What the task requires:
Present each line of the material below as an item in a numbered list, skipping blank lines. Leave the pictures out of your list.

Dataset rows:
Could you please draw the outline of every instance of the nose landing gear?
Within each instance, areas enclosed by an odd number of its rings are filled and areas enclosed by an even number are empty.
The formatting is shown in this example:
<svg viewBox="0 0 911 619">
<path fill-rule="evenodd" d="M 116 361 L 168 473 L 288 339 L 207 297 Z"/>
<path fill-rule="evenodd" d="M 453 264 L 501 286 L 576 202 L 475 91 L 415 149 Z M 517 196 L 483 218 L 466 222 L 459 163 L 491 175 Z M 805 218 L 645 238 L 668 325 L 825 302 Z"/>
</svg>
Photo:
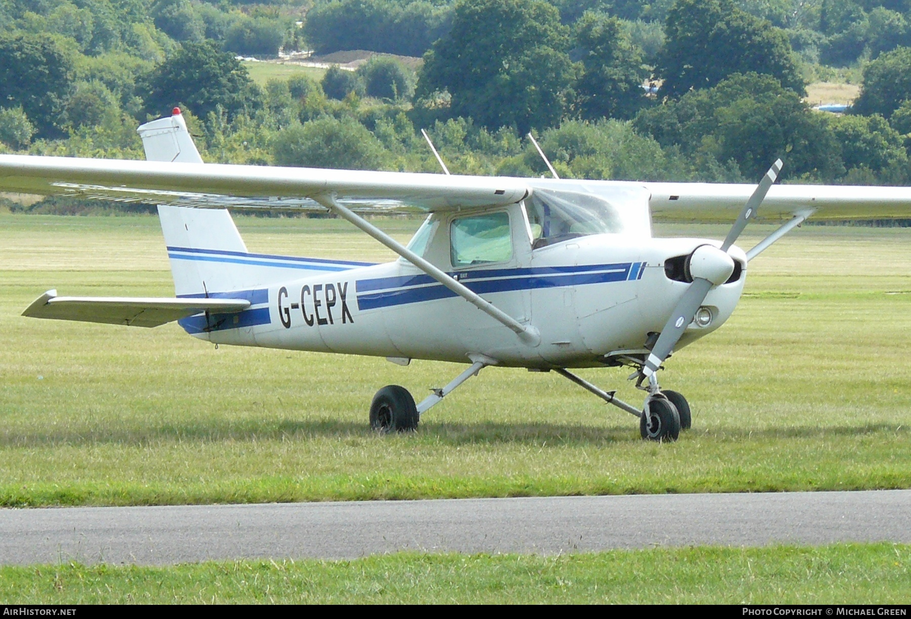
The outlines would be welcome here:
<svg viewBox="0 0 911 619">
<path fill-rule="evenodd" d="M 639 433 L 649 440 L 677 440 L 681 433 L 681 418 L 677 408 L 667 396 L 659 391 L 649 396 L 641 417 Z"/>
</svg>

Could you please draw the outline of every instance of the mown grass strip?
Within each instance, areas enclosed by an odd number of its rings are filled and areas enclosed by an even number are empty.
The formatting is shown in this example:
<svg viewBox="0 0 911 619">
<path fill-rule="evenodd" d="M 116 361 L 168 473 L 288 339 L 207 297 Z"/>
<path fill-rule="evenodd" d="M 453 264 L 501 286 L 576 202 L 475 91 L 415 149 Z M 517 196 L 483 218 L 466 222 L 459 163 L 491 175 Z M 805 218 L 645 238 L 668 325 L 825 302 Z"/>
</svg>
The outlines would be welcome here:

Expected answer:
1. Could you please draw the outline of every instance of the nose landing gear?
2. Within each instance, areas enclosed by an odd number of its rings are filled and areas enclosed by an even number are empty.
3. The formatting is shown in this example:
4. <svg viewBox="0 0 911 619">
5. <path fill-rule="evenodd" d="M 116 361 L 168 473 L 288 339 L 207 297 Z"/>
6. <path fill-rule="evenodd" d="M 453 264 L 501 286 L 576 202 L 475 91 L 415 149 Z M 517 196 L 483 218 L 466 222 L 459 163 L 491 175 Z M 805 218 L 645 238 L 668 325 L 825 302 Z"/>
7. </svg>
8. Photo:
9. The outlines would be welcome here:
10. <svg viewBox="0 0 911 619">
11. <path fill-rule="evenodd" d="M 639 433 L 649 440 L 677 440 L 681 433 L 681 418 L 677 408 L 667 396 L 659 391 L 649 396 L 641 417 Z"/>
12. </svg>
13. Could you please draw the outline of every instance of the mown grass strip?
14. Within each instance, areas enclosed by an odd number of its rings are filled and areas enclosed by an even number are empty.
15. The formatting is shown in this example:
16. <svg viewBox="0 0 911 619">
17. <path fill-rule="evenodd" d="M 116 361 L 168 473 L 288 339 L 207 297 Z"/>
18. <path fill-rule="evenodd" d="M 453 264 L 501 286 L 576 202 L 475 91 L 415 149 Z M 517 196 L 483 218 L 466 222 L 459 163 L 491 175 Z M 805 218 L 645 238 L 668 325 L 825 302 Z"/>
19. </svg>
20. The outlines would be welcome here:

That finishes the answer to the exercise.